> **Information given**

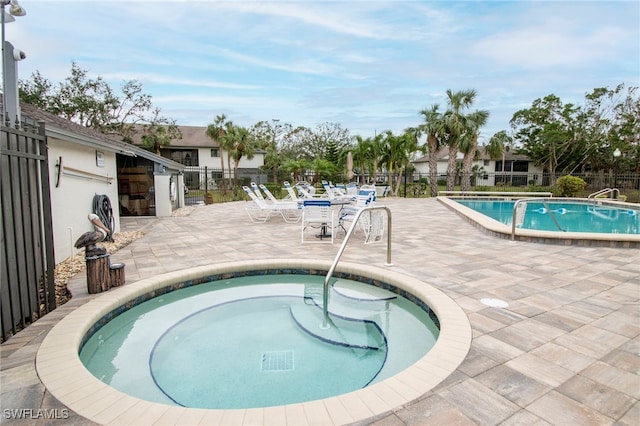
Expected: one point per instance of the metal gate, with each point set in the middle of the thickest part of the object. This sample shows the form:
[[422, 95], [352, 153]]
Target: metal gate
[[28, 286]]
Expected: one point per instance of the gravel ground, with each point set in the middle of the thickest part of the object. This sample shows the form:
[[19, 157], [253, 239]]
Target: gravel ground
[[68, 268]]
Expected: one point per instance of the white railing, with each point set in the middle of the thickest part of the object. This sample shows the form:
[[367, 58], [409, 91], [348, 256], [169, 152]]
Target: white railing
[[325, 290]]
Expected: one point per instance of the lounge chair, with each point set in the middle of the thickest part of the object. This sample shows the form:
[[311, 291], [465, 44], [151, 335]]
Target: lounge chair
[[306, 190], [317, 221], [334, 193], [292, 192], [273, 198], [366, 198], [260, 211], [256, 190]]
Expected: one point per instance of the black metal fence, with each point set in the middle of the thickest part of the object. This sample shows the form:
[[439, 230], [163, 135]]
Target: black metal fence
[[28, 284], [200, 180]]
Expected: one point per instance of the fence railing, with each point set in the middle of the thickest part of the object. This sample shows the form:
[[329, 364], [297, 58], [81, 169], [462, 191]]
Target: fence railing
[[28, 285]]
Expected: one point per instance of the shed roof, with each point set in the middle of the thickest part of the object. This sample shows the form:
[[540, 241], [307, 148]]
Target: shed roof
[[61, 128]]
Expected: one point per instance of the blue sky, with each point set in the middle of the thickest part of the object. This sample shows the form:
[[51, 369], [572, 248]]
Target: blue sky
[[368, 65]]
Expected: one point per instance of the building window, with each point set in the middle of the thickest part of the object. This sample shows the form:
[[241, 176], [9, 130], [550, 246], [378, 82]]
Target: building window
[[188, 157]]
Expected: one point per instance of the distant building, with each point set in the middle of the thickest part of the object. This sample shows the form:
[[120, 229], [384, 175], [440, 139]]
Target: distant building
[[198, 152], [518, 169]]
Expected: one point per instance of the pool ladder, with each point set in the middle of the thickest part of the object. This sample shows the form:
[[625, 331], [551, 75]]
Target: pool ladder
[[615, 193], [523, 204], [325, 289]]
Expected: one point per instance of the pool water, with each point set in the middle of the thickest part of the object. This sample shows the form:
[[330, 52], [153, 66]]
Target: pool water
[[257, 341], [570, 216]]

> **Aim of the task**
Reproduce every line of the data above verbatim, omitting the pictures.

> **Expected output**
Expected: one point per instance of the metal gate, with each point set in the middle of the thickest part of the object. This sample shows the form:
[[422, 95], [352, 153]]
Target: metal gate
[[28, 286]]
Expected: one point per instance of the gravel ground, with each point set in the middle of the thickest part of the object. This sample shows the form:
[[19, 157], [253, 239]]
Target: gravel ground
[[68, 268]]
Expected: one point per instance of the white railing, with each point set in the middle of the thickest part of the object. This sample shows the form:
[[367, 58], [409, 91], [348, 256], [169, 152]]
Target: white railing
[[325, 290]]
Expected: one point per instance of the lounge chair, with each point set in the middle of the thickest part of the object. This sample shows the form:
[[311, 291], [465, 44], [151, 335]]
Target: lounge chair
[[306, 190], [317, 221], [334, 193], [292, 192], [273, 198], [366, 198], [260, 211], [256, 190]]
Expected: one point per instance of the black metal fence, with each point set in the middle of the thickest part of the object. This sample shows the form:
[[439, 230], [163, 135]]
Target: black metal fence
[[28, 284], [200, 180]]
Expected: one point per instance of the fence railing, with each point set in the middle of the thickest part of the object. This sample shows the form:
[[329, 364], [297, 58], [81, 169], [462, 191]]
Target: fence railing
[[28, 285]]
Expected: one point per instance of the shed roof, with each point set in the middle of the thickest part of the object. This sample shows the form:
[[540, 241], [307, 148]]
Target: shed roof
[[61, 128]]
Expected: one point per instance of the blue sky, with each point set in the middle of the thickest part of the object. This sample shows the form:
[[51, 369], [572, 248]]
Target: blue sky
[[368, 65]]
Expected: one point per instance of the building window, with each point set in the middle of the thickest part of the object. This sample shows the form:
[[241, 176], [9, 130], [550, 246], [378, 82]]
Target: building window
[[188, 157]]
Expected: one point per instance of the distant building, with each point set in the middle of the thickest part of the object. This sample shows the form:
[[120, 229], [384, 175], [440, 139]]
Target: distant building
[[198, 152], [518, 169]]
Expected: one point per instance of the pool ladder, with each point set in the middle of the thickest part of the object. This sample shows the form:
[[625, 331], [551, 75]]
Target: pool ladder
[[615, 193], [523, 204], [325, 289]]
Expected: one point per instance of the pool water, with each point set in the middle of the thickest part of the object. This sample shows the form:
[[330, 52], [153, 66]]
Target: pool water
[[257, 341], [570, 216]]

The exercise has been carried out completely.